▼

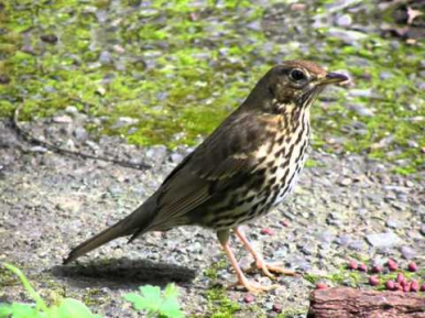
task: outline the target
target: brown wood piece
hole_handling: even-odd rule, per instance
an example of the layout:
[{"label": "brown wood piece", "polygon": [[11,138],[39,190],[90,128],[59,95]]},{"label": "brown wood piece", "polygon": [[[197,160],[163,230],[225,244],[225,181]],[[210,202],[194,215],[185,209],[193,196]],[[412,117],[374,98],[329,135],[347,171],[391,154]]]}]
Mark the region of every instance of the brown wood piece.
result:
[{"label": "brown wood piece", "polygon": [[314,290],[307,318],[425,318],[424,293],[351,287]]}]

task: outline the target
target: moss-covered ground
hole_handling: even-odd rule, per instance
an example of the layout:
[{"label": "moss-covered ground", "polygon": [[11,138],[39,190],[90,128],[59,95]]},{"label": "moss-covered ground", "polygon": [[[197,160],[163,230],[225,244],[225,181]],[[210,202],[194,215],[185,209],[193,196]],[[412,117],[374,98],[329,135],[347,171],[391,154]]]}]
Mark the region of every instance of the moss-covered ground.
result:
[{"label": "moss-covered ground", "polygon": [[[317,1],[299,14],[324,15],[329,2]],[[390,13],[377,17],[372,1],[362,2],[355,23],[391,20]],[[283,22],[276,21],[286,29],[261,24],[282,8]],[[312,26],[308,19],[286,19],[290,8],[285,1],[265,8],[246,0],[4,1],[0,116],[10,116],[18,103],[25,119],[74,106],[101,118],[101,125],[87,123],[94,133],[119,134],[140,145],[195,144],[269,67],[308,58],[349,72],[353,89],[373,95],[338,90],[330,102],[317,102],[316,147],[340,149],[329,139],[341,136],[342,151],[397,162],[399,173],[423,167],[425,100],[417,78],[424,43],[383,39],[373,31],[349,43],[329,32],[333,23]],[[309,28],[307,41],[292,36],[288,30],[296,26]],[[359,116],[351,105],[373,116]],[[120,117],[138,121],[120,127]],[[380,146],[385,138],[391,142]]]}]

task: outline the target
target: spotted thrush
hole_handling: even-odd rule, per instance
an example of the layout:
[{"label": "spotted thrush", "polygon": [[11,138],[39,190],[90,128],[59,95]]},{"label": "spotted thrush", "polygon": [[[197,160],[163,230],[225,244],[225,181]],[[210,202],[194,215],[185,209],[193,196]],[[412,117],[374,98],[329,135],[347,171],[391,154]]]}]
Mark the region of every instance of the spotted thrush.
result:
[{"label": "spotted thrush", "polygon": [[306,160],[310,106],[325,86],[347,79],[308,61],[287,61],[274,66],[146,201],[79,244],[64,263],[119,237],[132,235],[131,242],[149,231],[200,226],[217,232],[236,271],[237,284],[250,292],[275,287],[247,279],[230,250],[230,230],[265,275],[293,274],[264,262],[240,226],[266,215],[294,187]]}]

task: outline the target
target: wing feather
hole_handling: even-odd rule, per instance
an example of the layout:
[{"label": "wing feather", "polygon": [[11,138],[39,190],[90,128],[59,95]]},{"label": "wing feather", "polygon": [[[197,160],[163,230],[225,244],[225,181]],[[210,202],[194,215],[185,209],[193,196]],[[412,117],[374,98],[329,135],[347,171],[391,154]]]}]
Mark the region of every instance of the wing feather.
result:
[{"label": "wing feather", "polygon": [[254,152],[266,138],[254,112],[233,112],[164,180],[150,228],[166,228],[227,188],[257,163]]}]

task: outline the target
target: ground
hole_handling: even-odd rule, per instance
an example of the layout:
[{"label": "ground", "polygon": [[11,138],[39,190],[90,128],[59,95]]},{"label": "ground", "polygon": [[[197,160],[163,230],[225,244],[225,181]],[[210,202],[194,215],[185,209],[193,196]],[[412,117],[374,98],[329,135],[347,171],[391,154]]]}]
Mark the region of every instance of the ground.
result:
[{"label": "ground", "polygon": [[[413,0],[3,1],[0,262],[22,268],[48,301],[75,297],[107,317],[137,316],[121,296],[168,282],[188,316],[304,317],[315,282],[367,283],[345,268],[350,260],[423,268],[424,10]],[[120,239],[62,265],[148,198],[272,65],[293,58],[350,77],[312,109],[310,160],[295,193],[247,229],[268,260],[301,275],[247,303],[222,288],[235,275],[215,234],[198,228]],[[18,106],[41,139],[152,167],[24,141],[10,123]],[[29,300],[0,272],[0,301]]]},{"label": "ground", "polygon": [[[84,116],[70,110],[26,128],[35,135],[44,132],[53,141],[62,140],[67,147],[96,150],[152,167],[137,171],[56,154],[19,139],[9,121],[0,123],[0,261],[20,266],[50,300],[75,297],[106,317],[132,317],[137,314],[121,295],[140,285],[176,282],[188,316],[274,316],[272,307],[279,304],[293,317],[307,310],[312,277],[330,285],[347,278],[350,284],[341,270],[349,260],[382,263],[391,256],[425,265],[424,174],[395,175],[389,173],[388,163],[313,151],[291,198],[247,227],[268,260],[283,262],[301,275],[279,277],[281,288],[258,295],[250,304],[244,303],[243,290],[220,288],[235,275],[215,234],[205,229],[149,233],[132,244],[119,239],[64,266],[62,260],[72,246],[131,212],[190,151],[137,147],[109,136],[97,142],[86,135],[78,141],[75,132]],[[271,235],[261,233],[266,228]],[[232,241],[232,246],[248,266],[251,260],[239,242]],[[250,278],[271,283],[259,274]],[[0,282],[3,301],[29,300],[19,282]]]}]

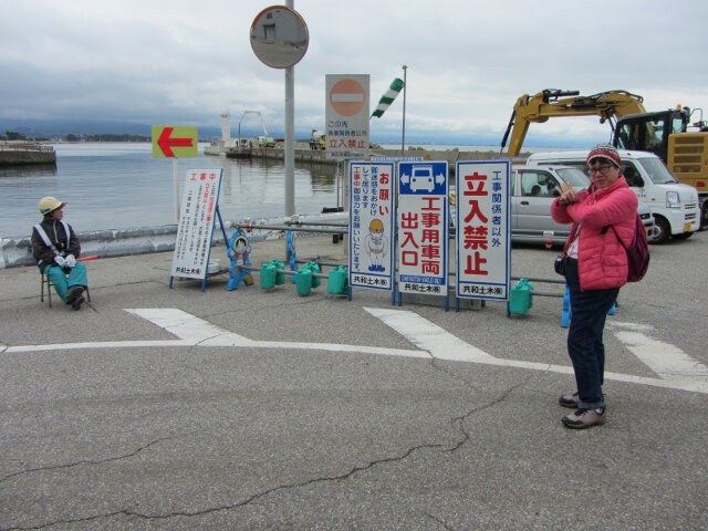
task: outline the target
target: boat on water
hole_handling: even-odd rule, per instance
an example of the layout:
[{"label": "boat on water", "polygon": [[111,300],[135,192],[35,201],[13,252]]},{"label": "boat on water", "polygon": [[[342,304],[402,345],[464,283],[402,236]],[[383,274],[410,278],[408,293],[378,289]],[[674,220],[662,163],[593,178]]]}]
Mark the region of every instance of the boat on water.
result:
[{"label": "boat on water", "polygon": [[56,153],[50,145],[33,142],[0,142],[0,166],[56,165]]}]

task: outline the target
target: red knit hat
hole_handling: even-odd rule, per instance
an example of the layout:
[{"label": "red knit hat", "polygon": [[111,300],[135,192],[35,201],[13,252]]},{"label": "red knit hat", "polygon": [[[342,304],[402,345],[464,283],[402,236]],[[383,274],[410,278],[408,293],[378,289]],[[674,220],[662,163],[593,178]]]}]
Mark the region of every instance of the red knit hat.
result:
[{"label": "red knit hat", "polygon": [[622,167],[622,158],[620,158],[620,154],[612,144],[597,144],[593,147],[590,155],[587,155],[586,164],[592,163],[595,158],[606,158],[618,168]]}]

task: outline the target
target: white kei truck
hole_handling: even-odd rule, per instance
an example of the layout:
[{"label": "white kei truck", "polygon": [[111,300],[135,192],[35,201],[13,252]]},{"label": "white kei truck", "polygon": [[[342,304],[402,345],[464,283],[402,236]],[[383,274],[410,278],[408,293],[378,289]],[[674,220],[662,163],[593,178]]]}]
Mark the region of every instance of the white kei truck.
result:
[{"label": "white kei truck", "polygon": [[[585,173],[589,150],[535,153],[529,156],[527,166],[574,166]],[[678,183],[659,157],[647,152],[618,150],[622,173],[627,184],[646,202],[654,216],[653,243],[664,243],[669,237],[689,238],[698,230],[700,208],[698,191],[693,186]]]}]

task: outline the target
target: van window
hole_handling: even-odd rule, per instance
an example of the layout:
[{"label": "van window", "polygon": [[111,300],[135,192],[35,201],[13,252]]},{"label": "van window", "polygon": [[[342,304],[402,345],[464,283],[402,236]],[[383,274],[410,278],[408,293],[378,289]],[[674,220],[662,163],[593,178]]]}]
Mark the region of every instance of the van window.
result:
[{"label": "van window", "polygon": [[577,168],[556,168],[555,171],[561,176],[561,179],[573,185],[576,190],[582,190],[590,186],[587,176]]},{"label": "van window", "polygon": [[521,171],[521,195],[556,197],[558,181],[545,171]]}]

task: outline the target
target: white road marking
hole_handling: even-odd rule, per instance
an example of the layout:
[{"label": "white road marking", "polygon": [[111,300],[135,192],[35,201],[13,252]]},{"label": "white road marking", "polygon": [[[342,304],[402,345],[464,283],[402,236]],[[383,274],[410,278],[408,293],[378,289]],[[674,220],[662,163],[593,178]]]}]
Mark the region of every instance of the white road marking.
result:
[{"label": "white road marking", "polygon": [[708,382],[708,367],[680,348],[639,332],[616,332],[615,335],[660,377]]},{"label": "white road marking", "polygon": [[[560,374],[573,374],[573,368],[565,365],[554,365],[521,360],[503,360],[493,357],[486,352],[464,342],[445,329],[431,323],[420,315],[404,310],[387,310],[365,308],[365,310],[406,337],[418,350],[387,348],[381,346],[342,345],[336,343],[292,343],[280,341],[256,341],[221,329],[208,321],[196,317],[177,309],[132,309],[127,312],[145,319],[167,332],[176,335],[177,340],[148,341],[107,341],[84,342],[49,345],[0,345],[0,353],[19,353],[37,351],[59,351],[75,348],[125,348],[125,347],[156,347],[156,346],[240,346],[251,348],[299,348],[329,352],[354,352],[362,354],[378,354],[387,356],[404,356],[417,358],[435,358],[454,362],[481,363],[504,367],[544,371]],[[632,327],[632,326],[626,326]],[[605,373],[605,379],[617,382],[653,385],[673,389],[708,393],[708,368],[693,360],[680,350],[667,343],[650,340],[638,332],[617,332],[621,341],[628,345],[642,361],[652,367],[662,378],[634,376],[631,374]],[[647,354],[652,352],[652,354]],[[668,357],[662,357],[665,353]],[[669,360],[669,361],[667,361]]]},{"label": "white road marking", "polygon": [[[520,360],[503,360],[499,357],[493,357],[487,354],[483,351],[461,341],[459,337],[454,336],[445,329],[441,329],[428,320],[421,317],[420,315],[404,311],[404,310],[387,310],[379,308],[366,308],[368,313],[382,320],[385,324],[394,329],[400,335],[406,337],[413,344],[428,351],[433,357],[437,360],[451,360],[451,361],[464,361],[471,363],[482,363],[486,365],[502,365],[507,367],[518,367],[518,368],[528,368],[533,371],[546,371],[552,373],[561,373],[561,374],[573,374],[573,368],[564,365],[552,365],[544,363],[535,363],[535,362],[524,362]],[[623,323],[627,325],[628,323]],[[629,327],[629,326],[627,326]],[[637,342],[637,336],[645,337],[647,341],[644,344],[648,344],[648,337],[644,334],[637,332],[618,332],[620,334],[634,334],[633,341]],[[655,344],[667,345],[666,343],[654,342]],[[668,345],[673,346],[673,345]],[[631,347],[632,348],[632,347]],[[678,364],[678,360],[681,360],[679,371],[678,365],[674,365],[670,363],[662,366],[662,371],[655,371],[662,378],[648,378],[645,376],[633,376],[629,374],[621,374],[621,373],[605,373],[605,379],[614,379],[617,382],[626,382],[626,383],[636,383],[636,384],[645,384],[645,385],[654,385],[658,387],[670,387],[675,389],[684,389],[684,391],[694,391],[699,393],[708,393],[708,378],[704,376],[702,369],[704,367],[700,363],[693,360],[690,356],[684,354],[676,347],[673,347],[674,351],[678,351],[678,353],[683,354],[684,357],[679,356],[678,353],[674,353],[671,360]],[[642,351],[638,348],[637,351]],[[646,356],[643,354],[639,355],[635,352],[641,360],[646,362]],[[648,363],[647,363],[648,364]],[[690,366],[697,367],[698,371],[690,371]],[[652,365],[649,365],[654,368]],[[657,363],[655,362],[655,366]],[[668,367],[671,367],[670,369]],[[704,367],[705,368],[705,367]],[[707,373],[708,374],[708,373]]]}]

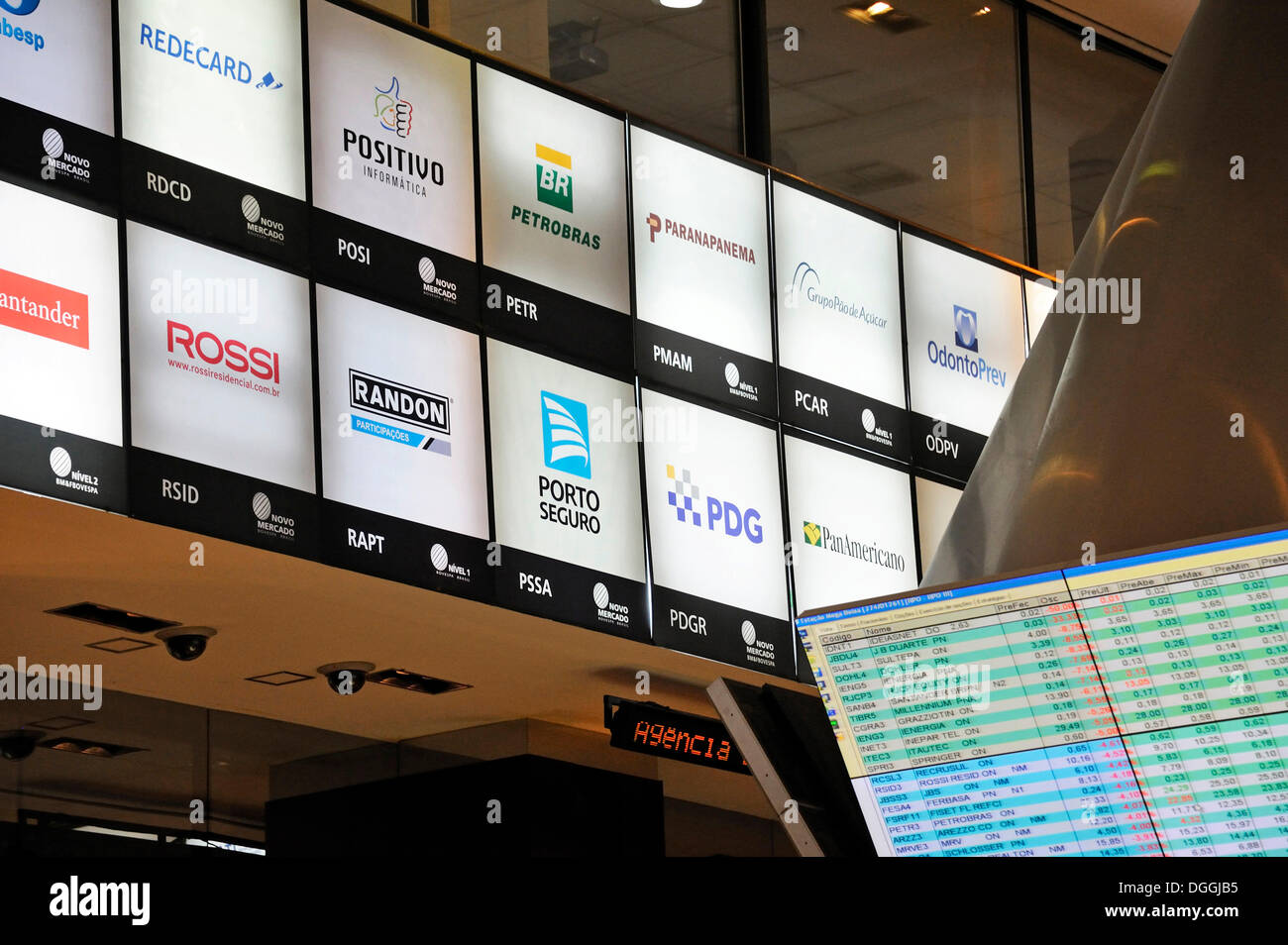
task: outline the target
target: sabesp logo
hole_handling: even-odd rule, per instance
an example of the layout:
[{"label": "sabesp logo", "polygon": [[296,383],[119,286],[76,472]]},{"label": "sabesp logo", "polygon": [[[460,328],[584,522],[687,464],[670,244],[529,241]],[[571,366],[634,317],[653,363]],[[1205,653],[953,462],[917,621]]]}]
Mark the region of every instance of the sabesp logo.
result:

▲

Exercise instructions: Count the lines in the material above that contain the string "knit", and report only that number.

Result below: 4